● **PROVIDED DATA**:
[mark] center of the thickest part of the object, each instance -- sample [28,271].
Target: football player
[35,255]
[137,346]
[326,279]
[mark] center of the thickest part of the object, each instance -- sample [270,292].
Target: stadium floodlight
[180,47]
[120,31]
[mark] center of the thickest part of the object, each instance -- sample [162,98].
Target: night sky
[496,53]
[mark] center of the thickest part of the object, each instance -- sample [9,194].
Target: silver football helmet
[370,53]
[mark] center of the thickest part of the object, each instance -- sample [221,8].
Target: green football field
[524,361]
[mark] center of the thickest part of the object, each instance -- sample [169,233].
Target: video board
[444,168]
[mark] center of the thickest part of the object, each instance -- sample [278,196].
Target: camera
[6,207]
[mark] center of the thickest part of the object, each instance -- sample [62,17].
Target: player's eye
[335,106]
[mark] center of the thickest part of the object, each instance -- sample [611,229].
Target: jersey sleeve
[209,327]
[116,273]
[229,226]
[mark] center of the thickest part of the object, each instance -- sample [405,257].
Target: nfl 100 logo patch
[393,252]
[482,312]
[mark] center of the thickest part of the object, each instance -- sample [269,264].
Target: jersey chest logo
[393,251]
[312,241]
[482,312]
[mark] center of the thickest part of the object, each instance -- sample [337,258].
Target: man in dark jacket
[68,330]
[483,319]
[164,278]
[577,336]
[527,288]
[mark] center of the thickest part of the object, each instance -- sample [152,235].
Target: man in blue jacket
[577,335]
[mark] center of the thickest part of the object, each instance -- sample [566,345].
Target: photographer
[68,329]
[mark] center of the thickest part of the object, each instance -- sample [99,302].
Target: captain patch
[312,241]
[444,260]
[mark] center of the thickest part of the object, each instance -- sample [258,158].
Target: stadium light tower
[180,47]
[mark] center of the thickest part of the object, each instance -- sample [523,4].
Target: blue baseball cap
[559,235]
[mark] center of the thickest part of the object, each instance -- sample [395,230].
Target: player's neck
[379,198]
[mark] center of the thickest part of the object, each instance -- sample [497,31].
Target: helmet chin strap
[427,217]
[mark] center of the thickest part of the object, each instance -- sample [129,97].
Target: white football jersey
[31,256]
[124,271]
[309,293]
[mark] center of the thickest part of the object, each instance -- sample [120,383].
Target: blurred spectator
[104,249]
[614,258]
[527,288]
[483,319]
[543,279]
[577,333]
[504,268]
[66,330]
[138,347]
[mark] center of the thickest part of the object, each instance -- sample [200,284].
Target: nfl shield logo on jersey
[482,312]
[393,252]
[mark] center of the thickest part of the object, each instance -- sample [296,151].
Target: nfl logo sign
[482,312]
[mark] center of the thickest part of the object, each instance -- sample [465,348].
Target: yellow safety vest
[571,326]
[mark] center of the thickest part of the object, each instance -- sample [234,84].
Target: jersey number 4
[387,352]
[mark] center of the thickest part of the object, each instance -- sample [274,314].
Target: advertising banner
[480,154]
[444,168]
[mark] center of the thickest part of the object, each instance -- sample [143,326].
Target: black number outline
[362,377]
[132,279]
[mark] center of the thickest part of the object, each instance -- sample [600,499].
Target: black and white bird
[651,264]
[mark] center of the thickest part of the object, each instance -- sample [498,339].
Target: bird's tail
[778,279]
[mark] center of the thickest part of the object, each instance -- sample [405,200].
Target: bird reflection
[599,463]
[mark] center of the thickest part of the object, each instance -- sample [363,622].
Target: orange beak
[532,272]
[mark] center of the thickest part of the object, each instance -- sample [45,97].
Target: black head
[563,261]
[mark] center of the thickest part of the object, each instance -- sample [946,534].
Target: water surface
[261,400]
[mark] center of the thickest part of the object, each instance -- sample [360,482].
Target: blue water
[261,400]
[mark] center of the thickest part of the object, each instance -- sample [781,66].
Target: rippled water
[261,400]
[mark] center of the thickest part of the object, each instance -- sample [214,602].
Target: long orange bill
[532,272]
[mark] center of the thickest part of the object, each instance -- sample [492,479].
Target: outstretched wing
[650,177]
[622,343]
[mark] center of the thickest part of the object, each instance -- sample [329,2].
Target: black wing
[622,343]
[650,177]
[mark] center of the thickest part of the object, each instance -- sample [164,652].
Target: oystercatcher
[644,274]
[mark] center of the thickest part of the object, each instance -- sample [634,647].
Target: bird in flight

● **WRITTEN PROBLEM**:
Write out every record, exactly as written.

● **SOLUTION**:
[mark] center of the thickest part of the object, each instance -- sample [28,271].
Target: football player
[35,255]
[137,346]
[326,279]
[mark] center of the thickest part of the object, each instance -- sample [270,292].
Target: stadium floodlight
[180,47]
[120,31]
[mark] center of the thickest part of the object, each instance -- sample [162,98].
Target: night sky
[496,53]
[mark] center of the thickest part of the object, each instance -- sample [9,194].
Target: silver football helmet
[370,53]
[mark] center of the thickest part of the object, each instance -- sample [221,8].
Target: green football field
[524,361]
[mark] center of the thickest part of the object, each instance -- sample [169,233].
Target: video board
[444,168]
[mark] center of the thickest part of the object, each instance -- sample [278,196].
Target: camera
[6,207]
[mark] center of the thickest part of the object, each instance -- sample [62,17].
Target: player's eye
[335,106]
[mark] center of the thickest part of the object, each instance -- sample [611,229].
Target: jersey sleeve
[209,327]
[116,273]
[229,226]
[mark] center of the thickest part of the object, each instance -- sample [405,257].
Target: nfl 100 logo patch
[393,252]
[482,312]
[mark] center of the thickest part of the object, each instance -- sample [269,264].
Target: jersey chest logo
[393,251]
[312,241]
[482,312]
[mark] center of the thickest part of the object, each instance -- sample [337,258].
Target: man in dark jacket
[68,330]
[483,319]
[164,278]
[577,336]
[527,288]
[mark] center of the thickest part of the object, each instance -- sample [152,235].
Target: man in blue jacket
[577,335]
[mark] center of the thickest part of the object, each instance -- sample [566,345].
Target: photographer
[68,329]
[mark] center of the thickest part of the object, each instance -- sample [99,302].
Target: captain patch
[312,241]
[444,260]
[mark] center of the thickest part of the object, each instance -- sample [258,158].
Target: stadium light tower
[180,47]
[mark] center of the thickest part of the object, each instance -- sample [523,4].
Target: blue baseball cap
[559,235]
[mark] center of the thickest part of the object, each instance -- sample [395,230].
Target: player's neck
[379,198]
[mark] center of the thickest part of the object, each instance -- sample [497,31].
Target: helmet chin strap
[427,217]
[mark] center of the thickest part of the object, each instance -- sample [129,97].
Target: white football jersey
[31,256]
[124,271]
[309,293]
[mark] center of the thickest part of the object, each instance -- sample [120,383].
Target: blurred spectator
[104,249]
[614,258]
[527,288]
[483,319]
[543,279]
[577,333]
[504,268]
[66,330]
[138,347]
[mark] center of the thickest part of the object, each instance -- sample [200,284].
Target: nfl shield logo on jersey
[482,312]
[393,252]
[mark] center of the thickest part of the object, each instance -- sample [296,151].
Target: nfl logo sign
[482,312]
[mark] center of the thickest part of the object, each instance -- sample [465,348].
Target: yellow safety vest
[571,326]
[mark] center of the thickest part of the object, each instance -- sample [234,84].
Target: jersey number 4
[387,352]
[mark] center of the thickest part of the object, each instance -- sample [274,314].
Target: advertising banner
[480,154]
[444,168]
[mark] center of the thickest part of the object, each instance -- sample [143,326].
Target: black number outline
[362,377]
[132,279]
[mark] center of the thickest part of the object, each instance -- sample [600,499].
Target: black and white bird
[651,264]
[mark] center of the thickest part of the object, each instance -- sample [498,339].
Target: bird's tail
[778,279]
[mark] center of the thickest part of the object, each instance -- sample [405,200].
Target: bird reflection
[599,463]
[mark] center of the thickest part of the object, each instance -- sample [363,622].
Target: orange beak
[532,272]
[mark] center of the thickest part of the object, each instance -- sample [45,97].
Target: black head
[563,261]
[mark] center of the thickest part of the object, each instance -- sample [946,534].
Target: water surface
[261,400]
[mark] center of the thickest part of the object, each instance -- sample [360,482].
Target: blue water
[261,400]
[mark] center of the thickest part of the object, each instance -- sample [781,66].
Target: rippled water
[261,400]
[mark] center of the thickest part of the object, each instance -- sample [214,602].
Target: long orange bill
[532,272]
[mark] center of the thickest part of the object, each instance -- sample [492,479].
Target: outstretched wing
[650,177]
[622,343]
[mark] center of the thickest part of the object, each instance -- sample [329,2].
Target: black wing
[622,343]
[650,177]
[mark] center of the thickest part of the object, each instance -- sample [164,652].
Target: oystercatcher
[644,274]
[mark] center of the thickest part of the object, each instance -- sample [634,647].
Target: bird in flight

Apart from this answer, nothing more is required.